▶ _引用文_:
----------

そして、その恐れは、何に対する恐れなのかというと、結論から言えば、自分自身への恐れです。スキーも、リフトも、車の運転も、それ自体は、怖いぞ~と言っているわけではないのに、恐れを感じるのは、自分自身に、恐れる恐れがあるからです。自分が怖い、恐ろしいと感じている時には、恐ろしくもなんともないものまでも、全部恐れを感じます。こわくないのに、怖いと思うんです。

 

羊飼いたちのその恐れも、彼ら自身に恐れがあったからです。というのは、羊飼いという職種、職業と言っていいでしょうが、彼らが羊飼いとなっているところから、見えて来るものがあるからです。

 

1つには、羊飼いには、住民票、戸籍がありませんでした。その理由はいろいろあります。その具体的な1つには、羊飼いとなった理由が、過去に何か犯罪を犯した人もいたということです。いわゆる犯罪歴を持つために、住民票、戸籍が失われ、前科があるために、町で仕事をもらえず、野原で野宿をする羊飼いにならざるを得なかったことでした。そのために、町の人たちからは、こう言われていました。「チ-ズを買うとき以外は、羊飼いには近づかないように」特に、両親は子どもたちに「羊飼いには絶対に近づかないように」と教えていました。

 

そして羊飼いとなった羊飼いは、羊の世話を毎日365日欠かさずしなければなりません。生き物ですから、その世話をするにあたって、休みはもちろんありません。だから、神さまが与えて下さった安息日を守るという決まりも、守れなくなるのです。そうなると、羊飼いは、神さまの決まりを守れない人たちだということになり、神さまはもう彼らを受け容れてはいないということにされてしまうのです。つまり羊飼いになったら、もう人としても、神さまからも受け入れてはもらえない、という評価を、周りから受けていくのです。

----------

[自然言語による領域の説明]
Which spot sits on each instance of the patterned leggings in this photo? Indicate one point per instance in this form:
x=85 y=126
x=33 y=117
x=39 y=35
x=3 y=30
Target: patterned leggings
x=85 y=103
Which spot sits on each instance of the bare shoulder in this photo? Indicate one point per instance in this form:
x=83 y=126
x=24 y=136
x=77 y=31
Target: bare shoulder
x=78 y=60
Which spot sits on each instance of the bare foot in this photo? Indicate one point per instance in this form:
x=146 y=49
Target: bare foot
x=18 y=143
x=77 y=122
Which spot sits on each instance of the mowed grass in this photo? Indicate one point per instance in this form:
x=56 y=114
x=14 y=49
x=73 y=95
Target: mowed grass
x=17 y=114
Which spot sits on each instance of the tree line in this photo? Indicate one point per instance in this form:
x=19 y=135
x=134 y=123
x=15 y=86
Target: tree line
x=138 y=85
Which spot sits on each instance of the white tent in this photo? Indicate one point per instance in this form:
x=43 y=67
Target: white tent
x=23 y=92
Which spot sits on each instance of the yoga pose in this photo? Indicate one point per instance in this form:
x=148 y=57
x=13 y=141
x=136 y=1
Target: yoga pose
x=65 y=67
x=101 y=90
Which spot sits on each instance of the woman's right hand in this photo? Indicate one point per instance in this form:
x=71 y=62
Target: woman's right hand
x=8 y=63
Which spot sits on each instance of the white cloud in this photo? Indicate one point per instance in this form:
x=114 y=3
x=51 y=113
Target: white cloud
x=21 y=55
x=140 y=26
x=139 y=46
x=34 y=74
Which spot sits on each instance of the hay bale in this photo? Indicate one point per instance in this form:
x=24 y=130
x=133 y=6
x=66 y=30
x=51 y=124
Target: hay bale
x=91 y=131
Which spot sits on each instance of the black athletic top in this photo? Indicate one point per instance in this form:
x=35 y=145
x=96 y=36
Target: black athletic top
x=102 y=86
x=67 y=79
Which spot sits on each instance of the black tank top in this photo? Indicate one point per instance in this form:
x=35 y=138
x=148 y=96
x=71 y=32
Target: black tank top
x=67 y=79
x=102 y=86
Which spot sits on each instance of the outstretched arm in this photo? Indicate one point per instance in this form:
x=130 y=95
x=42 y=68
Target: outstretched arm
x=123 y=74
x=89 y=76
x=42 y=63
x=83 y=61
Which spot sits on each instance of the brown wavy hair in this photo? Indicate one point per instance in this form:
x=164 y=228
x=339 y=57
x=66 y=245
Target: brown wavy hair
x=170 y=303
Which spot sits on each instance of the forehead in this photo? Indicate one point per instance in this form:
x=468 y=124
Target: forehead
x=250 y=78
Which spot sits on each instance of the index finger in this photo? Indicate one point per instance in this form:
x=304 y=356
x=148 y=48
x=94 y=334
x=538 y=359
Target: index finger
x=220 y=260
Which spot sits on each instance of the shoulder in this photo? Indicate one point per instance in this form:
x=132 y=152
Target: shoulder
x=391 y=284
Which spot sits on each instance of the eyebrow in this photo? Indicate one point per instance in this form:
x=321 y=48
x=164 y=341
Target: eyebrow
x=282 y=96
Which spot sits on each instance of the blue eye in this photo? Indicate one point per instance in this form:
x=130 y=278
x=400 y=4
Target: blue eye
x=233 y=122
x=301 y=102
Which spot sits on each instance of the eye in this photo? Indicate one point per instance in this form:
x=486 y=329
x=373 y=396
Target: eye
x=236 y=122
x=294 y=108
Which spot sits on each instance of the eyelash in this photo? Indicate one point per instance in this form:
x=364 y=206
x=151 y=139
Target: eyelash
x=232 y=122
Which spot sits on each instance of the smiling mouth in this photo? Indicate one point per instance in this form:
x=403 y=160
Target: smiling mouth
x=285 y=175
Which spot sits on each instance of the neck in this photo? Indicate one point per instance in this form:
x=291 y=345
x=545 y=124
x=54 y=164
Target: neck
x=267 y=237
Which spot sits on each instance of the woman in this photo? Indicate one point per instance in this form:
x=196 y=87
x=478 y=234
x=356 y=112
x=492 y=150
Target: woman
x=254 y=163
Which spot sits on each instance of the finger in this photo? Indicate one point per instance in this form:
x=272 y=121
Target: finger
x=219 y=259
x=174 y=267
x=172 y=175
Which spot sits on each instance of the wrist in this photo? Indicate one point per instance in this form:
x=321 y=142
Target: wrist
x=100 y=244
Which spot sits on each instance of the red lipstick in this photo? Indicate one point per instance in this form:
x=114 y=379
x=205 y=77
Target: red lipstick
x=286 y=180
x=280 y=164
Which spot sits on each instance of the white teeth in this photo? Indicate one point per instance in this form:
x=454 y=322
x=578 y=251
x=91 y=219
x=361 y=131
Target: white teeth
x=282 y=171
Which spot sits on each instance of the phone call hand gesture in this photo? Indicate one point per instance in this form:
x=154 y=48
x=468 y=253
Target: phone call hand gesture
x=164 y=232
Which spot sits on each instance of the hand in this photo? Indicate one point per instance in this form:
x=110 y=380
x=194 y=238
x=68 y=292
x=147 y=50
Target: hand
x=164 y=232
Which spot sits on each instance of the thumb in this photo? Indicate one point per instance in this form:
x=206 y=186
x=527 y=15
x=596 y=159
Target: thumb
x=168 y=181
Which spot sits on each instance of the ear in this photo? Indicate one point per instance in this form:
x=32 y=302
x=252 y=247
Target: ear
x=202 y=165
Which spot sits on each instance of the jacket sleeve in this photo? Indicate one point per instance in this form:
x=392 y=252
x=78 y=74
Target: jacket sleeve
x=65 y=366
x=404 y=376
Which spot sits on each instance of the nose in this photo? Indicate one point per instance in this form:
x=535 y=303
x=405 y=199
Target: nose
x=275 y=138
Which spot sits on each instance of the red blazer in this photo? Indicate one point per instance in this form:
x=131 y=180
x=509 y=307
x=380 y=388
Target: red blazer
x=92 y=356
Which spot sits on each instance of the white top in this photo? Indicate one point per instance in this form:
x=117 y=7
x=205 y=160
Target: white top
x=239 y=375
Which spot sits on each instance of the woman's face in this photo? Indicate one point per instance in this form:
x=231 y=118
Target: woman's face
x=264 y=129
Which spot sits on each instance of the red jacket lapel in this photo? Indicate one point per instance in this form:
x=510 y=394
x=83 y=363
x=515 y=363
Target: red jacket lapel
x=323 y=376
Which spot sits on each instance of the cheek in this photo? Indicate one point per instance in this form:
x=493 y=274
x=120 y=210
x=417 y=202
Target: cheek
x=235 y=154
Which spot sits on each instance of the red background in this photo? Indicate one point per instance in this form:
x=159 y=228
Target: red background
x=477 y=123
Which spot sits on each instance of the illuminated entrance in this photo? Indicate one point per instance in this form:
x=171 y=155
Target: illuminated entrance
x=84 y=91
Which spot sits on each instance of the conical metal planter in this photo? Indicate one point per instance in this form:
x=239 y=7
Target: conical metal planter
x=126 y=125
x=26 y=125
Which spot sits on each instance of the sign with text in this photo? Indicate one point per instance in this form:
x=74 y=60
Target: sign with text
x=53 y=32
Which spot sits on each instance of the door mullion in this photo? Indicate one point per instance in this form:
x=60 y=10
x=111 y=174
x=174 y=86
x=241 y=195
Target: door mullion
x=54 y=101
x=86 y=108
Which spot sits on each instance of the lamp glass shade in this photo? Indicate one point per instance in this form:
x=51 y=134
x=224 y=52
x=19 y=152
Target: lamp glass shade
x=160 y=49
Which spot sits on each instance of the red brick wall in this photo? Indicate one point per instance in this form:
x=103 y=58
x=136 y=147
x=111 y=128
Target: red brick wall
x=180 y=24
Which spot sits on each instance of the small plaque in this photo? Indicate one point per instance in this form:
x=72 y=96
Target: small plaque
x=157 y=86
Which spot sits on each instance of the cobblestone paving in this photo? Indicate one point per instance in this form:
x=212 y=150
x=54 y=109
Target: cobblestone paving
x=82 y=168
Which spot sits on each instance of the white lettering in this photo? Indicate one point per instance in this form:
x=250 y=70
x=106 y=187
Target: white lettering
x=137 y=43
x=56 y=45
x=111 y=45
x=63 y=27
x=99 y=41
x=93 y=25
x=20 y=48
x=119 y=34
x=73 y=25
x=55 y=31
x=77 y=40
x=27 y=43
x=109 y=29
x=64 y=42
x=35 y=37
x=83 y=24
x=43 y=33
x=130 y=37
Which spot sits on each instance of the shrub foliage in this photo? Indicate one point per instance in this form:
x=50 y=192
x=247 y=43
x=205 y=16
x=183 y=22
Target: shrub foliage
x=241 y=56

----------

▶ _理解度チェック_:
1. 羊飼いについての文章に基づいて、次の問いに答えてください。
(a) 恐れは結論から言えば何に対する恐れだと述べられていますか。
(b) 町の両親は子どもたちに何と教えていましたか。
(c) 羊飼いが安息日を守るという決まりを守れなくなるのはなぜですか。
2. 羊飼いについての文章のうち、「そして、その恐れは、何に対す」から「という評価を、周りから受けていくのです。」までのすべてを、もう一度そのまま書き出してください。

▶ _記述解答_:
1.
(a) 自分自身への恐れです。
(b) 「羊飼いには絶対に近づかないように」と教えていました。
(c) 羊は生き物なので、毎日365日欠かさず世話をしなければならず、休みがないからです。

2.
そして、その恐れは、何に対する恐れなのかというと、結論から言えば、自分自身への恐れです。スキーも、リフトも、車の運転も、それ自体は、怖いぞ~と言っているわけではないのに、恐れを感じるのは、自分自身に、恐れる恐れがあるからです。自分が怖い、恐ろしいと感じている時には、恐ろしくもなんともないものまでも、全部恐れを感じます。こわくないのに、怖いと思うんです。

 

羊飼いたちのその恐れも、彼ら自身に恐れがあったからです。というのは、羊飼いという職種、職業と言っていいでしょうが、彼らが羊飼いとなっているところから、見えて来るものがあるからです。

 

1つには、羊飼いには、住民票、戸籍がありませんでした。その理由はいろいろあります。その具体的な1つには、羊飼いとなった理由が、過去に何か犯罪を犯した人もいたということです。いわゆる犯罪歴を持つために、住民票、戸籍が失われ、前科があるために、町で仕事をもらえず、野原で野宿をする羊飼いにならざるを得なかったことでした。そのために、町の人たちからは、こう言われていました。「チ-ズを買うとき以外は、羊飼いには近づかないように」特に、両親は子どもたちに「羊飼いには絶対に近づかないように」と教えていました。

 

そして羊飼いとなった羊飼いは、羊の世話を毎日365日欠かさずしなければなりません。生き物ですから、その世話をするにあたって、休みはもちろんありません。だから、神さまが与えて下さった安息日を守るという決まりも、守れなくなるのです。そうなると、羊飼いは、神さまの決まりを守れない人たちだということになり、神さまはもう彼らを受け容れてはいないということにされてしまうのです。つまり羊飼いになったら、もう人としても、神さまからも受け入れてはもらえない、という評価を、周りから受けていくのです。